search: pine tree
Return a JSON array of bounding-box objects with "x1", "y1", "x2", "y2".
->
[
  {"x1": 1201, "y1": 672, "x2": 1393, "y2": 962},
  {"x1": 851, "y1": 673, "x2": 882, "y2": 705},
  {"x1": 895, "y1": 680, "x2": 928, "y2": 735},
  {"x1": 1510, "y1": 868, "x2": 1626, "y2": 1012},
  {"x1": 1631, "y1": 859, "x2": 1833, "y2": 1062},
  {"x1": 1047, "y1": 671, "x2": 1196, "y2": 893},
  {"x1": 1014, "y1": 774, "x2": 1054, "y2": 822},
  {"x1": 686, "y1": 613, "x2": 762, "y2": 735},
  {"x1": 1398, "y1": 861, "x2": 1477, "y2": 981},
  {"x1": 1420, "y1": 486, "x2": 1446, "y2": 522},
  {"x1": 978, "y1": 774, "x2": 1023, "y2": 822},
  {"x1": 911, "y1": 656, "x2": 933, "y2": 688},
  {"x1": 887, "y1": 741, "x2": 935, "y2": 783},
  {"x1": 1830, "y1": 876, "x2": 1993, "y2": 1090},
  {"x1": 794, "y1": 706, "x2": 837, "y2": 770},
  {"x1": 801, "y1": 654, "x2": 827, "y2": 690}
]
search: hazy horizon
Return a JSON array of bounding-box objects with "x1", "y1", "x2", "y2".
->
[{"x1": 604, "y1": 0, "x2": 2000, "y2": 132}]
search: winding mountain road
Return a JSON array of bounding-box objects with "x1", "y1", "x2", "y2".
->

========

* PROBLEM
The word "search" appears in some lines above. Return every one of those lines.

* YOUR SOLUTION
search: pine tree
search: hazy horizon
search: winding mountain road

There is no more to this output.